_PROBLEM DESCRIPTION_:
Quote the line containing "the white rug" and all lines that follow it in the listing below, exactly as written.

* Start SUPPLIED DATA *

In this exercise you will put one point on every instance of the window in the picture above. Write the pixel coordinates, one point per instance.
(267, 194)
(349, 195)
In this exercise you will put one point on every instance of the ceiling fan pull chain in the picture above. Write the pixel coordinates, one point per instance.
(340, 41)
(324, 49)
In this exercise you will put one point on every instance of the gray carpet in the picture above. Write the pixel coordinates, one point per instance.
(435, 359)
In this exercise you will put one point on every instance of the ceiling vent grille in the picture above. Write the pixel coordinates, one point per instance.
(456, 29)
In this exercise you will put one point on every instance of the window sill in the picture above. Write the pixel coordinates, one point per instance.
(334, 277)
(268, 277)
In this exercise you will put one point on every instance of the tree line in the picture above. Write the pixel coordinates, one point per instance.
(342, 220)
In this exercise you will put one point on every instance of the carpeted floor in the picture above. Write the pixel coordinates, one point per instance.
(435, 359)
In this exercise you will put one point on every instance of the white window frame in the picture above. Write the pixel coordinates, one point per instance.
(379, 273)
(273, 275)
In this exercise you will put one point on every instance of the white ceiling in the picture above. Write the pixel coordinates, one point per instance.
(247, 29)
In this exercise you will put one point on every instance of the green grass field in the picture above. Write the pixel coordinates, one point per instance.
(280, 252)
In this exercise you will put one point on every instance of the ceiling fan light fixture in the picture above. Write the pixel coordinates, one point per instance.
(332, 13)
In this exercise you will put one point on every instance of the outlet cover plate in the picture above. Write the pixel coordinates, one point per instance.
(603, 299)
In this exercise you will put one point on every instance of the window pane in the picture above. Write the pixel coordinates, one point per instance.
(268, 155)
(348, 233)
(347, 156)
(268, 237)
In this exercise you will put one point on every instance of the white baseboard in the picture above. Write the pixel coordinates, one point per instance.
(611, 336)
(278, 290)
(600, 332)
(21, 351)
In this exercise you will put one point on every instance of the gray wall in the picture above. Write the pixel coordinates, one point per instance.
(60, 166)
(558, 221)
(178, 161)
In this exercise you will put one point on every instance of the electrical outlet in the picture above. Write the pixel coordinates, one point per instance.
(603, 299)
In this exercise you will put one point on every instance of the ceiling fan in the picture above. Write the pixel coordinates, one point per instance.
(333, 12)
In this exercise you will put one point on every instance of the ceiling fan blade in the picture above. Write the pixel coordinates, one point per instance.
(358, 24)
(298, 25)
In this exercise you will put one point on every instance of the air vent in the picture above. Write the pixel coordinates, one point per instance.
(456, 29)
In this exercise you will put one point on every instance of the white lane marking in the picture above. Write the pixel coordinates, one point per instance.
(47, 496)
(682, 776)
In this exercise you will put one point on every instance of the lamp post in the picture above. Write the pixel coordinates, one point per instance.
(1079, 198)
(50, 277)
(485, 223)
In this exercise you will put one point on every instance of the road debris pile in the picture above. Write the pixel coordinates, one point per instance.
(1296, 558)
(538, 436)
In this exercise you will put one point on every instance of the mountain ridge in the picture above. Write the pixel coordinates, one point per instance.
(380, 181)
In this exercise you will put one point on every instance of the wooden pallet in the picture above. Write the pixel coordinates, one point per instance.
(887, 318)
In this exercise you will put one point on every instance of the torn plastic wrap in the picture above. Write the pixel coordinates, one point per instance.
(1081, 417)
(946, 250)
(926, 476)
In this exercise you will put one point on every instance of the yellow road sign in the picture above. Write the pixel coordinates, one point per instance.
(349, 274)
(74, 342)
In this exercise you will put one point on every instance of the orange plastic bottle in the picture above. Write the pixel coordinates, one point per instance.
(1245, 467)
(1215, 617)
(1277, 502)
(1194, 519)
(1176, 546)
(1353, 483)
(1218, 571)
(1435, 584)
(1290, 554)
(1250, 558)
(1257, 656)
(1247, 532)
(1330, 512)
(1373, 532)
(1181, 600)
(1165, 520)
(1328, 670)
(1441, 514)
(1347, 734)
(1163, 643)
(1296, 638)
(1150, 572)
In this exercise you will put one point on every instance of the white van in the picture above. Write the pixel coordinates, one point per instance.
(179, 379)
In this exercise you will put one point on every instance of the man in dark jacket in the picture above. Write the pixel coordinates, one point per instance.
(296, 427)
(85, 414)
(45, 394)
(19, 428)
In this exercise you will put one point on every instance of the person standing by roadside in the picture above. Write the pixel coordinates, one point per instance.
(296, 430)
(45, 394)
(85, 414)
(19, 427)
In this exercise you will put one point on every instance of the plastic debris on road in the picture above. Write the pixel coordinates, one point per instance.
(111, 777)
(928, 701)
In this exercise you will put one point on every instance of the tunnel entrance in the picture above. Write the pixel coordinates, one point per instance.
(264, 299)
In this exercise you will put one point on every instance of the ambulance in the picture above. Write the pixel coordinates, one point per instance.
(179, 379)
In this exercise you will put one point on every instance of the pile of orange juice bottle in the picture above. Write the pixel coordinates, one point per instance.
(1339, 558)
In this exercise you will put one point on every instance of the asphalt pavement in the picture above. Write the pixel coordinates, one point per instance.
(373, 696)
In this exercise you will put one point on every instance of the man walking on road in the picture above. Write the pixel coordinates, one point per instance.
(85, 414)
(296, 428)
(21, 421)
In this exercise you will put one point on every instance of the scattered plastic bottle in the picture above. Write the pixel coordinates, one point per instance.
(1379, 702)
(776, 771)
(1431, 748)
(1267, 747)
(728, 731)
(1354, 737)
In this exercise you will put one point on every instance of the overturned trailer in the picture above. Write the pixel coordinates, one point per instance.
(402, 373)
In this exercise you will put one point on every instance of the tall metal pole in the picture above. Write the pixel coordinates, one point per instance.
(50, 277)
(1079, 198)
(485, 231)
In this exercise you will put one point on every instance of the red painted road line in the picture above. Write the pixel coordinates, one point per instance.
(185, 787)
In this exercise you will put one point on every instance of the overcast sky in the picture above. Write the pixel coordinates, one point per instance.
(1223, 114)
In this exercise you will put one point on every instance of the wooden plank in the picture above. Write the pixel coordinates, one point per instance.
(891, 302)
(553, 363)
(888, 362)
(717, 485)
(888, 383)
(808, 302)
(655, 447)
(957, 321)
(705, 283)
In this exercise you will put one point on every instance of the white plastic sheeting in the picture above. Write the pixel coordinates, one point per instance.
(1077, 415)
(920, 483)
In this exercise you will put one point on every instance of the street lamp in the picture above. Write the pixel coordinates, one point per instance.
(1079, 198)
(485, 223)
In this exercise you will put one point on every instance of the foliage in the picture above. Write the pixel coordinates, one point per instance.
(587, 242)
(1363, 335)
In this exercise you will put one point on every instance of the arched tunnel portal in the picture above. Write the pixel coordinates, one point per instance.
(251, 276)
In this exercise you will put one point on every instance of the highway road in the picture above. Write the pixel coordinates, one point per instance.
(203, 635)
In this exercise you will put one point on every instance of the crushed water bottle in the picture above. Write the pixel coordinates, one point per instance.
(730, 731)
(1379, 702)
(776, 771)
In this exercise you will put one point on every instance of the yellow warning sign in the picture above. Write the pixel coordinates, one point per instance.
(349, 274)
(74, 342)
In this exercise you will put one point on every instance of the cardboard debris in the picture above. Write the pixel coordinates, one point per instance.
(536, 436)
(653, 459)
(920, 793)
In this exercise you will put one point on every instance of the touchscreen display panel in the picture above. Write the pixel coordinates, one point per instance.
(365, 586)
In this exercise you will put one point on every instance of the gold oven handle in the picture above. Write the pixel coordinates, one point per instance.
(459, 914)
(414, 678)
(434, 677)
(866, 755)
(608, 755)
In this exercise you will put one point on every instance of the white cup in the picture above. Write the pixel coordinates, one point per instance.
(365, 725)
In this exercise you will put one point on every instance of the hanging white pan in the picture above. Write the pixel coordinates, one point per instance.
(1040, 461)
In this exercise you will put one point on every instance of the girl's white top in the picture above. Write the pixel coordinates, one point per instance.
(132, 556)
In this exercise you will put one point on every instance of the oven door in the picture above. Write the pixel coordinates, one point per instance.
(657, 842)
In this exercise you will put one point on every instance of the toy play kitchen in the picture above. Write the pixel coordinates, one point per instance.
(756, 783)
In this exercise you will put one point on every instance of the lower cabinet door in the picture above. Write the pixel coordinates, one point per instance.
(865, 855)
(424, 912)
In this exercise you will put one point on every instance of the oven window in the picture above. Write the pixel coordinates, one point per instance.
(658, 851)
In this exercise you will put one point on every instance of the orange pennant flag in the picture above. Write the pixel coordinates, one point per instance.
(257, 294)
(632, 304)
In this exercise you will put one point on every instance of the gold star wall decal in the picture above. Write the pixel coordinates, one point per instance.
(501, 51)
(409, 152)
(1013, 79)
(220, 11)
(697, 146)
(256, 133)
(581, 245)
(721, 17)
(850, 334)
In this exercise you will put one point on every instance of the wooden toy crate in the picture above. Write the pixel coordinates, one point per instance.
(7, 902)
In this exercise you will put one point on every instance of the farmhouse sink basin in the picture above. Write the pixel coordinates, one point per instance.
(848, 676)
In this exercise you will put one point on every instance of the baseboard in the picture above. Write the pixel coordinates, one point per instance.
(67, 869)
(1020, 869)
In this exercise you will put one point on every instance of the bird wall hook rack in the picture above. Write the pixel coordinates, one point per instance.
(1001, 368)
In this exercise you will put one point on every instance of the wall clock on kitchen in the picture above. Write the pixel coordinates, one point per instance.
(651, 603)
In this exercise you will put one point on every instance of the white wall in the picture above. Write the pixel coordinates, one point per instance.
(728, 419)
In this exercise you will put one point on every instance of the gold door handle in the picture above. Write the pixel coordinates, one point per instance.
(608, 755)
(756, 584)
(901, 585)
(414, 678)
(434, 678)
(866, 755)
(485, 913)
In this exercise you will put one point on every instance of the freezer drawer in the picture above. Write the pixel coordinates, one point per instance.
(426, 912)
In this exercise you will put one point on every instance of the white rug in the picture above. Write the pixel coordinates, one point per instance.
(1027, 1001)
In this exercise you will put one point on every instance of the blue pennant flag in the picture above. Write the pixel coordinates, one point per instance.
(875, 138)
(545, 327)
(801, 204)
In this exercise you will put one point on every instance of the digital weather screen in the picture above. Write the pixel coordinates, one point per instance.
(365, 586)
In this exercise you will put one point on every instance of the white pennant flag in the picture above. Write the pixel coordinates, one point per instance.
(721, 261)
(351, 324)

* End SUPPLIED DATA *

_COMPLETE ANSWER_:
In this exercise you will put one point on every instance of the white rug in the picture above. Write the pixel coordinates, one point per instance.
(1027, 1001)
In this exercise you will put one point on every instance of the blue pennant flag in the picture above. Write the pixel coordinates, one point per instance.
(875, 138)
(545, 327)
(801, 204)
In this exercise you will put one point on every instance of the digital weather screen in the picture above. Write the pixel coordinates, one point per instance.
(365, 586)
In this exercise you will put one point on every instance of the white pennant flag in the picture above. Write the pixel coordinates, one point per instance.
(721, 261)
(351, 324)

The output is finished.